### [Source text]
· · · · · · ·
A family whose beloved purebred dog disappeared turned into super sleuths to track her down, using DNA from one of her puppies.

It's the first time the Veterinary Association has heard of DNA being used in a such a case.

Boston terrier Essie escaped from a cat door at her Levin home while expecting a litter worth thousands in April last year.

There are thought to be only 500 of the breed in the country and many are on strict breeding programmes, which involve breeder-owner contracts to protect the bloodline.


The owner and her two daughters launched a massive search with friends and family and a social media campaign and pamphlet drop, offering a $1000 reward.

A report was made to the police, and the Veterinary Association asked its members to alert them to any pregnant Boston terriers brought in to clinics, or puppies born around May 30.

Three months later, a vet in Palmerston North, 48km away, notified the association about a 7-week-old Boston terrier pup brought in for vaccinations. The vet took the dog's DNA.

Police interviewed the owners, who had named her Poppy.
· · · · · · ·
### [Information shown]
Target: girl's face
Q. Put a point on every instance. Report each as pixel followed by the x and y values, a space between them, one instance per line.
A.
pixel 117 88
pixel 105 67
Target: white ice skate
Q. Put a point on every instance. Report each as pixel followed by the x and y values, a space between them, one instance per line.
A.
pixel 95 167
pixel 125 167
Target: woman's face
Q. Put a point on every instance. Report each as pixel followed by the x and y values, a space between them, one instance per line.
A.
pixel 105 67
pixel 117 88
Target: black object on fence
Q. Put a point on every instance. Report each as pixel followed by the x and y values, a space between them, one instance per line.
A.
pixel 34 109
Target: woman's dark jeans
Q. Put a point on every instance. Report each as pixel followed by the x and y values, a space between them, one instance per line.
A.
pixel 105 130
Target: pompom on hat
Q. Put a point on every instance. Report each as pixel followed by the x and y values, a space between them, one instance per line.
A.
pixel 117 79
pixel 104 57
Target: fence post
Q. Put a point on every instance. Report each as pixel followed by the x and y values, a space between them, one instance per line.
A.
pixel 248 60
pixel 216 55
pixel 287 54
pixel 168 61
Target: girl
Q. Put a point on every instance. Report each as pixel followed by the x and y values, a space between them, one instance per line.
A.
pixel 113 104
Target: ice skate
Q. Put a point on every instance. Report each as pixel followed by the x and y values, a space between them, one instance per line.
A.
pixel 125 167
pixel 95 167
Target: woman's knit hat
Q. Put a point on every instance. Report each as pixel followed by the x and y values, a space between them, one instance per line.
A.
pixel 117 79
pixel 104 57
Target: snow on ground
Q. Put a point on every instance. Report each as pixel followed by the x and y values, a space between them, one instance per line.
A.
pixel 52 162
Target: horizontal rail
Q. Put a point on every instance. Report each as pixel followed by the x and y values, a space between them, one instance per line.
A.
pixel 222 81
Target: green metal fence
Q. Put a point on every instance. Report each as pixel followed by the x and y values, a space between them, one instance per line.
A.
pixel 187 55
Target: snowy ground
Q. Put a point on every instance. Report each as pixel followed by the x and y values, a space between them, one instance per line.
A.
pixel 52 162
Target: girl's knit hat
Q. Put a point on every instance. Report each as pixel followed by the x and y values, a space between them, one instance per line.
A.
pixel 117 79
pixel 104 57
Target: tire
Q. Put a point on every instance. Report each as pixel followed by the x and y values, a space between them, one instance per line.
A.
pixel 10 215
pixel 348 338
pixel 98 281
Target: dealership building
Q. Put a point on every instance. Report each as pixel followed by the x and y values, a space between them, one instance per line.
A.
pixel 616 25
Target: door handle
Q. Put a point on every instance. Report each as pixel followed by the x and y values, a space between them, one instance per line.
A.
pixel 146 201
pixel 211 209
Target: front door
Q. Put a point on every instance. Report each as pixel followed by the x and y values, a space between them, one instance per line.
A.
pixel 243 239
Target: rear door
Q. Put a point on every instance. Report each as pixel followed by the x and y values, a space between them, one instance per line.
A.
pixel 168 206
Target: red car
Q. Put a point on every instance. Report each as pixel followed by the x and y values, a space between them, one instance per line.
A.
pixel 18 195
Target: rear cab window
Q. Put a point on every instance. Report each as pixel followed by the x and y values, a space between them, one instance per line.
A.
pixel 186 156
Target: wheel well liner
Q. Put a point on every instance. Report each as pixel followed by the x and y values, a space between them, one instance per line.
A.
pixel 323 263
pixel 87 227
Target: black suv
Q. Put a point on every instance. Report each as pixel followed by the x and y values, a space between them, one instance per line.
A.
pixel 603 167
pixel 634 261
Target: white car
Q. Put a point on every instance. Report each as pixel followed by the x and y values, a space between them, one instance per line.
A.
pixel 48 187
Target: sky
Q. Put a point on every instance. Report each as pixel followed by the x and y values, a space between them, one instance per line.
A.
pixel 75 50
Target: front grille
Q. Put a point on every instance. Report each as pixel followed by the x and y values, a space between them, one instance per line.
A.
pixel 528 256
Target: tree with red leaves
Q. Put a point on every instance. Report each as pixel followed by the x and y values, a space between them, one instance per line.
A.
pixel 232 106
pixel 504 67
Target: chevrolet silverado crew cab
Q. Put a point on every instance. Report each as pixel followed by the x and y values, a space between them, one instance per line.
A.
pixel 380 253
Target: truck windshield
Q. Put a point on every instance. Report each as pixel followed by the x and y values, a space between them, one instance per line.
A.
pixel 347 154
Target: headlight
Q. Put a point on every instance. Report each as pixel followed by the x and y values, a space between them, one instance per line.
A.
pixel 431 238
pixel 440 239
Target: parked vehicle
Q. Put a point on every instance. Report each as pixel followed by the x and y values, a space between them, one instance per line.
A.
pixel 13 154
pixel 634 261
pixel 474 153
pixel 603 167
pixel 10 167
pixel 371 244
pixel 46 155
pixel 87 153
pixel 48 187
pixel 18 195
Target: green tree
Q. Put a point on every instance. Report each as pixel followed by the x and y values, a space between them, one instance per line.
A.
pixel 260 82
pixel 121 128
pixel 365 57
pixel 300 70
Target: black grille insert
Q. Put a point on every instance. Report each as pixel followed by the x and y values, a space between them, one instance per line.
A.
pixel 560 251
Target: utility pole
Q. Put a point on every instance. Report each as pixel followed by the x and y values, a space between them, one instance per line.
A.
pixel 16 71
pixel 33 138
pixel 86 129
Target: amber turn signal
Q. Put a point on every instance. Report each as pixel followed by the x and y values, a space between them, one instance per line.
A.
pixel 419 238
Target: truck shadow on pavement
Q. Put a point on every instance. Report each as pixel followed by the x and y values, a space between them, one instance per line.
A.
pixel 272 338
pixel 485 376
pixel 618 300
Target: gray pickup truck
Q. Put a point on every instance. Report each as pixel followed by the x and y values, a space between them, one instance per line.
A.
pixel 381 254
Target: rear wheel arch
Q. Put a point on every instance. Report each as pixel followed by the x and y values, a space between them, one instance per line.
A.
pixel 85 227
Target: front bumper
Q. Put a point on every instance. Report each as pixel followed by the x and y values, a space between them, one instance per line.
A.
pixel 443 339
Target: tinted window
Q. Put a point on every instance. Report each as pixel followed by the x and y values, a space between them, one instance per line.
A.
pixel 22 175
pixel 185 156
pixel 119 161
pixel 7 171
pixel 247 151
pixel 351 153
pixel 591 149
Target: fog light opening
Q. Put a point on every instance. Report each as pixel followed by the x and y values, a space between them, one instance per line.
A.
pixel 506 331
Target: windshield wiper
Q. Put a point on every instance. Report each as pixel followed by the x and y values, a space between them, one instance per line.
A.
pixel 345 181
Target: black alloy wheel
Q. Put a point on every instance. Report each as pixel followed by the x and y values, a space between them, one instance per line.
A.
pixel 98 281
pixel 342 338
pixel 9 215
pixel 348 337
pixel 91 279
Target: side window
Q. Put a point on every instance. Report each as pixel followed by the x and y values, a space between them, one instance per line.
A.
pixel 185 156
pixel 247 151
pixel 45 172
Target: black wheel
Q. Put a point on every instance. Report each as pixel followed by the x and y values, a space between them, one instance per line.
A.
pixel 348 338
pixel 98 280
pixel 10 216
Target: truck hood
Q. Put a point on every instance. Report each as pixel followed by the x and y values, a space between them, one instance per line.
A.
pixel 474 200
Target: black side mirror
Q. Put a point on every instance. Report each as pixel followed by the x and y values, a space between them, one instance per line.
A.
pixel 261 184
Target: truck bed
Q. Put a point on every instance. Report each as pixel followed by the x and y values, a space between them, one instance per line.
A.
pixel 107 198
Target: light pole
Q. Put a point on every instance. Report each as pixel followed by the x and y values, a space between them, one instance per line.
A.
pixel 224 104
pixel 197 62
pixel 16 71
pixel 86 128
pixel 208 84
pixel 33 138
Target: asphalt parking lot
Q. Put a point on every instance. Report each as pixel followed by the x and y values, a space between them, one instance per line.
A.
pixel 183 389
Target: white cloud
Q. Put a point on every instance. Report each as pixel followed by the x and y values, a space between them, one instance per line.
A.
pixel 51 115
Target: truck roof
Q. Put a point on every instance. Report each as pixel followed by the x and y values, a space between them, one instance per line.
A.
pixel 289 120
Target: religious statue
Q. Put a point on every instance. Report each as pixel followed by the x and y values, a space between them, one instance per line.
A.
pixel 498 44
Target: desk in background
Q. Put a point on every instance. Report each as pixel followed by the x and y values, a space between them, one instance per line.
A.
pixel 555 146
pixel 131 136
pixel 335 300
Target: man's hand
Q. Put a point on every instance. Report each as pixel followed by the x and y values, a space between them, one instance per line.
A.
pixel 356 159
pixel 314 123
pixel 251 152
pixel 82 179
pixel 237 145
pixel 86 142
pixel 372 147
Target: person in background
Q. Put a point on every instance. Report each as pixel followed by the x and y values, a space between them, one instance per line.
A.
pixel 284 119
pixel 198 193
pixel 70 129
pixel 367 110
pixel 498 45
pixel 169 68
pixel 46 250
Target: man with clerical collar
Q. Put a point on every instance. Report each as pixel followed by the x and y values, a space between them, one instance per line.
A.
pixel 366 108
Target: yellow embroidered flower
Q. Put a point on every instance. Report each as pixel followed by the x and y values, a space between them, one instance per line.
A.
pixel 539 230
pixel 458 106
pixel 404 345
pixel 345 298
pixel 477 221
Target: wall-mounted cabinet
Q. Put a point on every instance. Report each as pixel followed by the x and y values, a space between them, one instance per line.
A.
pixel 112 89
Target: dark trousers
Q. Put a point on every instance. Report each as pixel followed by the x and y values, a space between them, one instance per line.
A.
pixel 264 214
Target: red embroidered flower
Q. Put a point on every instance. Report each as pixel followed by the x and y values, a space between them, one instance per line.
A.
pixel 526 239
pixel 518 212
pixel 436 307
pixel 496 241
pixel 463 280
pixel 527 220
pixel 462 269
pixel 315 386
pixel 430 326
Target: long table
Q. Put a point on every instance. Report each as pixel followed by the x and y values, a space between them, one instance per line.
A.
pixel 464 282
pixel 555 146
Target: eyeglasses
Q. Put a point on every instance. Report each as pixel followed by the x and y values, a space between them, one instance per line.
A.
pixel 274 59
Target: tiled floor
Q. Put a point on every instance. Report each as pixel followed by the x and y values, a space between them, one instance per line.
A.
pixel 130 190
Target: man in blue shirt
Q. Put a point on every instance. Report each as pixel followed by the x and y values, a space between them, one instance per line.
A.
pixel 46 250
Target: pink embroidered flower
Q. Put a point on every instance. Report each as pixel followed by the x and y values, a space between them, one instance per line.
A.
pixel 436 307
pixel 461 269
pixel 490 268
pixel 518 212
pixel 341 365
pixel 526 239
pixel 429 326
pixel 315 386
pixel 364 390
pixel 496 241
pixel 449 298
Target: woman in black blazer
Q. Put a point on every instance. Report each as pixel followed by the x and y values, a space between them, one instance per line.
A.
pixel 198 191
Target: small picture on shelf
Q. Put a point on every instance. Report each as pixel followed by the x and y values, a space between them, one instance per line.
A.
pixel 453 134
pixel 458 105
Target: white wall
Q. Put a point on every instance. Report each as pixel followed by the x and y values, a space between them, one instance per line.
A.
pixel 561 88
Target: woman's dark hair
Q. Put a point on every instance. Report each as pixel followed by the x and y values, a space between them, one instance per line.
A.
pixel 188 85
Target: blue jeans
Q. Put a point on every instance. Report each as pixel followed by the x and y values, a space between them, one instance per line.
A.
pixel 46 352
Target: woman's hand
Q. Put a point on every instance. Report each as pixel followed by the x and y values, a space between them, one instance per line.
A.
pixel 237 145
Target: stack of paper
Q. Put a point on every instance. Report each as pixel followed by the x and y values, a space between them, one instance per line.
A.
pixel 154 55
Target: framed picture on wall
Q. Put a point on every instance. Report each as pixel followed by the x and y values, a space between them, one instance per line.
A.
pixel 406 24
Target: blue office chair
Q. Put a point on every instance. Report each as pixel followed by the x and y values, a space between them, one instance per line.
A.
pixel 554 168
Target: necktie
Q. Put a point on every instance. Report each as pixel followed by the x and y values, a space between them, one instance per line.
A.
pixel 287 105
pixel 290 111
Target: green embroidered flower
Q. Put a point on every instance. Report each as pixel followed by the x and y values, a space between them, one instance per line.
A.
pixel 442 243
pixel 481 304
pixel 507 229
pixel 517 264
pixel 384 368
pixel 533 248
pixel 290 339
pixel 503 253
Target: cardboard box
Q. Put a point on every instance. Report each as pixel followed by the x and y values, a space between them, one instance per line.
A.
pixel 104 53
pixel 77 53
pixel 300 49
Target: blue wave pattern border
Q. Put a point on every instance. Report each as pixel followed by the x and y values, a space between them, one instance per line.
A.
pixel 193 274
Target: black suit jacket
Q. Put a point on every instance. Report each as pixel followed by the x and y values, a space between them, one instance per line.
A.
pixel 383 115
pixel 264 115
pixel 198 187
· · · · · · ·
### [What this exercise asks]
a) In the missing-dog story, rewrite the passage from "There are thought" to "named her Poppy.", swapping "reward" for "bounty".
b) Write the next part of the story about the missing Boston terrier, picking up after its final sentence.

### [Responses in order]
a)
There are thought to be only 500 of the breed in the country and many are on strict breeding programmes, which involve breeder-owner contracts to protect the bloodline.


The owner and her two daughters launched a massive search with friends and family and a social media campaign and pamphlet drop, offering a $1000 bounty.

A report was made to the police, and the Veterinary Association asked its members to alert them to any pregnant Boston terriers brought in to clinics, or puppies born around May 30.

Three months later, a vet in Palmerston North, 48km away, notified the association about a 7-week-old Boston terrier pup brought in for vaccinations. The vet took the dog's DNA.

Police interviewed the owners, who had named her Poppy.

b)
A court summary of facts said Thomas Leroy Gray, 37, who had previously appeared before the courts, had in April taken Essie - valued at $2800 - back to his home in Palmerston North, where she had given birth to at least two puppies, worth $2000 each.

In July, he sold one of the puppies to an "associate" for $200.

In August, he admitted to the police that he had been in possession of an adult Boston terrier and three puppies, but said he no longer had any of the dogs.

Essie's owner told the Herald her breeder had kept a copy of her DNA on file, so the owner couriered it and Poppy's DNA to a laboratory in Australia. The result was a match, and she took the results to the police.


According to the summary of facts, Gray's home was searched on November 19 and a male Boston terrier puppy was found. But there was still no sign of Essie.

The owner said that after the raid, police officers were speaking about the case back at the station.

A community constable from the Palmerston North suburb of Highbury remembered seeing Essie at a home a few months earlier.

The woman who had her said she'd rescued her from a house where she had been tied up with such a heavy chain that she could not lift her head.

She nursed the dog back to health.

Essie was returned and the male puppy has been rehomed. Poppy is still with its new owners.

Last week in the Palmerston North District Court, Gray was sentenced to two months' community detention and 180 hours' community work and ordered to pay $6000 in reparation after pleading guilty to receiving property worth more than $1000.

The owner said it took a few weeks for Essie to settle back into home but she was doing better.

"She's a very important member of the family and important to my girls. She comes to work every day."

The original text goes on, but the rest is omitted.